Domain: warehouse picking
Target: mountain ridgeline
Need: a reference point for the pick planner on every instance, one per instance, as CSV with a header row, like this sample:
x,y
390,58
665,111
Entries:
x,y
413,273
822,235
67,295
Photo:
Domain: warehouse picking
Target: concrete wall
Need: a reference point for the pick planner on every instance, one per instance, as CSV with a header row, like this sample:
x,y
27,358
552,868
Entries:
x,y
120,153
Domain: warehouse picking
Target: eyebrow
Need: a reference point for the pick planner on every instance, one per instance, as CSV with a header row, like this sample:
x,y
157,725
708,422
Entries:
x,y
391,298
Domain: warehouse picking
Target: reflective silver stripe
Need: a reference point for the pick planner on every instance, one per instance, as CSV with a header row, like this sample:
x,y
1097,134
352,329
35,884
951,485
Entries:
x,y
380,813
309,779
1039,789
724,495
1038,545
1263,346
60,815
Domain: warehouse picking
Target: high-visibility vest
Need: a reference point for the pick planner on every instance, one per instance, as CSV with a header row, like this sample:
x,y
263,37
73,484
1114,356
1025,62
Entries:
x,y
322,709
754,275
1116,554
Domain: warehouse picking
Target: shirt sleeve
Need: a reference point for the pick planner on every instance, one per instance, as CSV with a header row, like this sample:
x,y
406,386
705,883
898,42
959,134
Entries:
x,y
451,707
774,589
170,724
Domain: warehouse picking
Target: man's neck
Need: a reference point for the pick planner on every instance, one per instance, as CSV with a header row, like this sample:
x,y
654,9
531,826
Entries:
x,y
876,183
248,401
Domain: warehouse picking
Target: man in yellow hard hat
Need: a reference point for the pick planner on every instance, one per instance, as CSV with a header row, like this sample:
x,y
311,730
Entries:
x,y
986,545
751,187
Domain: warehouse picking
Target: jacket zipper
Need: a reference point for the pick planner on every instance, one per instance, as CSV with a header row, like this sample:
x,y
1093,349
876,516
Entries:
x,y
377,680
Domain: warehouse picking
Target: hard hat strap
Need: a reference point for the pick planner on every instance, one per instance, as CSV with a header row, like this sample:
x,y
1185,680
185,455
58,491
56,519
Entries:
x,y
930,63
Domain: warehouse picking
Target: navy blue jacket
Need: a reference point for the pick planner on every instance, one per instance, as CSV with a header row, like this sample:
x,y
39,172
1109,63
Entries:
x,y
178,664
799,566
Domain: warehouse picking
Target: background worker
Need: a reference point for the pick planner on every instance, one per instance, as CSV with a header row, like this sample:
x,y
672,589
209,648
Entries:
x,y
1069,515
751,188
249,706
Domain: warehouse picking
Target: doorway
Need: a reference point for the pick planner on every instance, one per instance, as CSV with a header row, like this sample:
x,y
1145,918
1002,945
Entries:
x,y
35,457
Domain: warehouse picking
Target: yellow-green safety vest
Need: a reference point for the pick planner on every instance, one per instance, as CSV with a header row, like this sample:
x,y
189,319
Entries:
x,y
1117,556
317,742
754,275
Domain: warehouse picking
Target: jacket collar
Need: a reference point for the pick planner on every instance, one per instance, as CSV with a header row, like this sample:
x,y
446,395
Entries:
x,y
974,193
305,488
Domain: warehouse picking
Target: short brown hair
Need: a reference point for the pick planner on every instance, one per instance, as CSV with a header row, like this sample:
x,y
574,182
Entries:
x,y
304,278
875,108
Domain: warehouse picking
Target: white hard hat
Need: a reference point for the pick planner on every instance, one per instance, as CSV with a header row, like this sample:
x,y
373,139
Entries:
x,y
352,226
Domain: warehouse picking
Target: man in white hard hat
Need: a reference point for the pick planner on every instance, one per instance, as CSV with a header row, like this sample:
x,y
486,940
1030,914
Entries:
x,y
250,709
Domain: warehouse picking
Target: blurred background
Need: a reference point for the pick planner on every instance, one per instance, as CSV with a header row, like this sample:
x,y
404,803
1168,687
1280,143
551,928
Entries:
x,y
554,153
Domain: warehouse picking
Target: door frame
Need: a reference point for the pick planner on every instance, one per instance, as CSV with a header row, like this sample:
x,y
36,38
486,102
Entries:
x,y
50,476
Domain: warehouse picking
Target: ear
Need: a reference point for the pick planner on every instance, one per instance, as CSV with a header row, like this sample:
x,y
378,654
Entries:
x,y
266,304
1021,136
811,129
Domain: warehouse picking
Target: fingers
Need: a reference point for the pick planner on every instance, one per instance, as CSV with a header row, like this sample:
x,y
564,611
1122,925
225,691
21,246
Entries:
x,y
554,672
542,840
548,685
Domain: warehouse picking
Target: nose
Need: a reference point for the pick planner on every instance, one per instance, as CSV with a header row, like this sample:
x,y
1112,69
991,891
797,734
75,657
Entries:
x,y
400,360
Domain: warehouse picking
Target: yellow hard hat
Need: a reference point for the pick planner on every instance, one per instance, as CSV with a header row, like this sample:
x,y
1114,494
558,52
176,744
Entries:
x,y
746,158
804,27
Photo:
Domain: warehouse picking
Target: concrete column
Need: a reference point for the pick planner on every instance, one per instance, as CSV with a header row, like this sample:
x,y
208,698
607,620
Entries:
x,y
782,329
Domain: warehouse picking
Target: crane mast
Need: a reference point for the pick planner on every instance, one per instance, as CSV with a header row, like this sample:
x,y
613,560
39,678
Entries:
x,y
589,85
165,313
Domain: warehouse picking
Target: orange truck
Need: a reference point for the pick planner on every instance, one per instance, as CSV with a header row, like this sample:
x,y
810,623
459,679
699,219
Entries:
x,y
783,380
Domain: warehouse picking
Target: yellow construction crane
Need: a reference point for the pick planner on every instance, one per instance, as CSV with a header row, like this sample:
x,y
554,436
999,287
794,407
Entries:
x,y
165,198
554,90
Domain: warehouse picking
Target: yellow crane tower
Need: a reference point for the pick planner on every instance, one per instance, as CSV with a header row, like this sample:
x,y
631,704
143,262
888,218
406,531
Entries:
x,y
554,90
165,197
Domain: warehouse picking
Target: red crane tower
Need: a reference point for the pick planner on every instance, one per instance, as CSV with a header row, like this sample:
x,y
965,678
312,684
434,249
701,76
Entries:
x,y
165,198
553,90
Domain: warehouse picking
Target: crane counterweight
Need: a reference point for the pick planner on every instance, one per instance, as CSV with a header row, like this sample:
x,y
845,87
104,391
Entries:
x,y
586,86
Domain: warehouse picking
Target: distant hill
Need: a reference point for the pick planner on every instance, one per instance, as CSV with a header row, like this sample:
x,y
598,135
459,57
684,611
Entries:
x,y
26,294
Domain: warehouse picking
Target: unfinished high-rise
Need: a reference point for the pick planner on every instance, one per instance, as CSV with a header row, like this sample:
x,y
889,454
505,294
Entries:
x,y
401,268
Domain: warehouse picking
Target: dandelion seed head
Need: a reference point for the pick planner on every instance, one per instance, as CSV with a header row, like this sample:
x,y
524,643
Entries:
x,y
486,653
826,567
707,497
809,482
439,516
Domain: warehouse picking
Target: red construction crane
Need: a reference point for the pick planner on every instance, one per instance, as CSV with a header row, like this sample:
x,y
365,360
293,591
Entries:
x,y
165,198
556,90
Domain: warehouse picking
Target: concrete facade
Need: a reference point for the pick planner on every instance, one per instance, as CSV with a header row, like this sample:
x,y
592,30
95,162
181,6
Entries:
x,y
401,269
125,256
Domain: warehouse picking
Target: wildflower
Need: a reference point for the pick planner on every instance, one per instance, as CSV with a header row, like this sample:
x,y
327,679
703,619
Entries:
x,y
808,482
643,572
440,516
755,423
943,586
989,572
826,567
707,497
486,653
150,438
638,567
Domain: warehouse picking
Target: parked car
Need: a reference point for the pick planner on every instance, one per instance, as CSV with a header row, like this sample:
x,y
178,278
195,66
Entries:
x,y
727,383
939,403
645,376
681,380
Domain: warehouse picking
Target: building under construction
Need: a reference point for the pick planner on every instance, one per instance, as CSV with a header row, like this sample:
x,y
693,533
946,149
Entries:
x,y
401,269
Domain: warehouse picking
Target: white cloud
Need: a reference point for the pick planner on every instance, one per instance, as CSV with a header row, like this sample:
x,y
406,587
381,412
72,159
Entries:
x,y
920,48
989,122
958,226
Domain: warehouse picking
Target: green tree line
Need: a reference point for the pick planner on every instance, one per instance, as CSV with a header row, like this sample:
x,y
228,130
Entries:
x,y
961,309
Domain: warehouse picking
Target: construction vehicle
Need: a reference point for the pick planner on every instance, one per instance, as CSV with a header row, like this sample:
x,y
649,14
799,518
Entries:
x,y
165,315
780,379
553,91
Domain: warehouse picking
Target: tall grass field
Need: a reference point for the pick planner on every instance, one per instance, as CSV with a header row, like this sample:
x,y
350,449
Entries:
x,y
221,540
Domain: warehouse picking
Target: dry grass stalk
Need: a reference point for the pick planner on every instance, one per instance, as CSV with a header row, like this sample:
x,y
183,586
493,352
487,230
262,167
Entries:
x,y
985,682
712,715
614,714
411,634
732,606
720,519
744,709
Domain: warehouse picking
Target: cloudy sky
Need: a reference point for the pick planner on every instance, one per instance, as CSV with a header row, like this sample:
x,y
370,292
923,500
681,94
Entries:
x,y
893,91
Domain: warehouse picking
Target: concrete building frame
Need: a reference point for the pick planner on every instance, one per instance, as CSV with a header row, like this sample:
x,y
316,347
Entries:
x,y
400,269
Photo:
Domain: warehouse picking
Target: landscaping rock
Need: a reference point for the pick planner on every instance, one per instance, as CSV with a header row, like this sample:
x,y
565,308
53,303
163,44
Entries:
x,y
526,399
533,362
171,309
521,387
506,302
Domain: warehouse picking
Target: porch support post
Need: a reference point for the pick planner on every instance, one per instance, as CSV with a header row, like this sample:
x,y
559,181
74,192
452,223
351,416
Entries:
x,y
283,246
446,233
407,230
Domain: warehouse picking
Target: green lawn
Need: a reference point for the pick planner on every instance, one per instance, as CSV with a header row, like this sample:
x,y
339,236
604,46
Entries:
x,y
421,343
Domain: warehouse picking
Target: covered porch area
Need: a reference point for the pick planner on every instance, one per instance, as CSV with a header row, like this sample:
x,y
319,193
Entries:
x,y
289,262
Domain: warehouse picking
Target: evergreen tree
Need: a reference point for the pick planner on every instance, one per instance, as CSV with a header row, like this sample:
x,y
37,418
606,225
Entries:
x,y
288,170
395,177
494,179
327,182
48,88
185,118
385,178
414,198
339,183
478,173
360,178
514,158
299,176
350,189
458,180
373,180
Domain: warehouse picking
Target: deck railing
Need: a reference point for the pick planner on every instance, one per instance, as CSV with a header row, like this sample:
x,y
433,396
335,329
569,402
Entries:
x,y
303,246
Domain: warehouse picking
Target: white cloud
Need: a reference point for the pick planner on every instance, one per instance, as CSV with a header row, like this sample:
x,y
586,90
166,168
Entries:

**Exercise instructions:** Locate each line in the records above that contains the word "tower" and copy those lines in full. Case counts.

**The completed task:**
Target: yellow crane tower
Target: red crane tower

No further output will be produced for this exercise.